» **Exercise aim**
All that should come back is the lines of the data below from the one containing "woman's eye, response" to the one containing "woman's nose, response", inclusive, exactly as they stand.
── Information given
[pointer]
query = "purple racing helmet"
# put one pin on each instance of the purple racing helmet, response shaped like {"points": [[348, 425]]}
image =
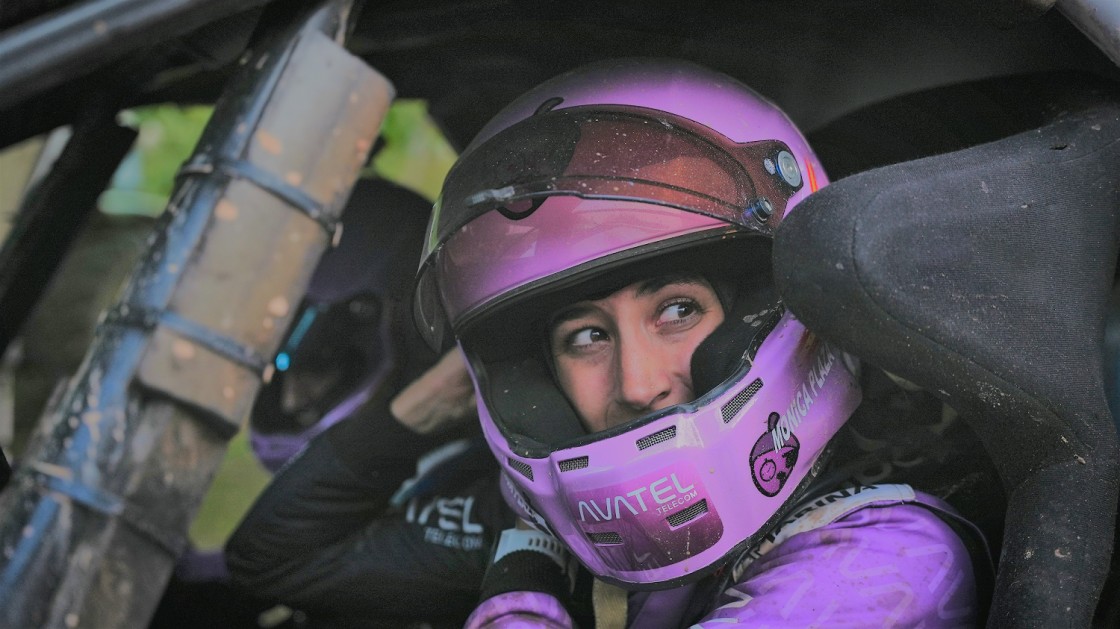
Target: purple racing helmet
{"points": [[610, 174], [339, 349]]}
────
── Information given
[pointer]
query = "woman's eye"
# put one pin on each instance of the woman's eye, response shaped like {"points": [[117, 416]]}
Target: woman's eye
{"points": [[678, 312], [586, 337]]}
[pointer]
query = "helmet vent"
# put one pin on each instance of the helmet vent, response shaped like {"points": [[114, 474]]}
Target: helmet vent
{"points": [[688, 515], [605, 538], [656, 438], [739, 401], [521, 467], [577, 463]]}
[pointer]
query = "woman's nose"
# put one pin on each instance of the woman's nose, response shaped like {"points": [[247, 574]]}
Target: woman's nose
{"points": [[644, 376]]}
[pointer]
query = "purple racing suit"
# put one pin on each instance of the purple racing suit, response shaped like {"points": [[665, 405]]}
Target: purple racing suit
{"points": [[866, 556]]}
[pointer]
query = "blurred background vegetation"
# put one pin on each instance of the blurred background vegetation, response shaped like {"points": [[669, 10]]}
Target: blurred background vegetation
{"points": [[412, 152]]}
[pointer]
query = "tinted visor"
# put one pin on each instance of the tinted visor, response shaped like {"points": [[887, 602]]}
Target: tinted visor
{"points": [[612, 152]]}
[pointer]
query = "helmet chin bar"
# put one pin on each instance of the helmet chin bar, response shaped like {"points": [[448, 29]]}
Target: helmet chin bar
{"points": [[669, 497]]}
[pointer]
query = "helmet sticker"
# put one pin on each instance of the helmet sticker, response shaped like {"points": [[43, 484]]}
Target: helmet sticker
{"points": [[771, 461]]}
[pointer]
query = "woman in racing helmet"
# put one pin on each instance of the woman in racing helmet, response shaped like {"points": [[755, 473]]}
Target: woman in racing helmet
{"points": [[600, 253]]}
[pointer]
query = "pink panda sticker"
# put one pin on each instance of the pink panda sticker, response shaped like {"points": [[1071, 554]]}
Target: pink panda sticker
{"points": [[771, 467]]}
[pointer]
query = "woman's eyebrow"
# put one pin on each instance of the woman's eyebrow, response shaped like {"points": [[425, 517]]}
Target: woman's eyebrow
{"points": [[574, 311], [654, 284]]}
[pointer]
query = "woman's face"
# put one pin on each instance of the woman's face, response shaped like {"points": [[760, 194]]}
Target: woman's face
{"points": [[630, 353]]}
────
» **Response to this exercise**
# put one pin on each instance of the woman's eye, response shaped like {"points": [[117, 416]]}
Target: woman's eye
{"points": [[678, 312], [586, 337]]}
[pointer]
query = "helmet vent"
# put one pin on each instance of the helmet vent, response shaped like {"points": [[114, 474]]}
Target: helmet vent
{"points": [[688, 515], [605, 538], [656, 438], [739, 401], [521, 467], [577, 463]]}
[pointer]
query = "woman's nose"
# put one pin on each instance of the woman's nose, response shaped like {"points": [[247, 574]]}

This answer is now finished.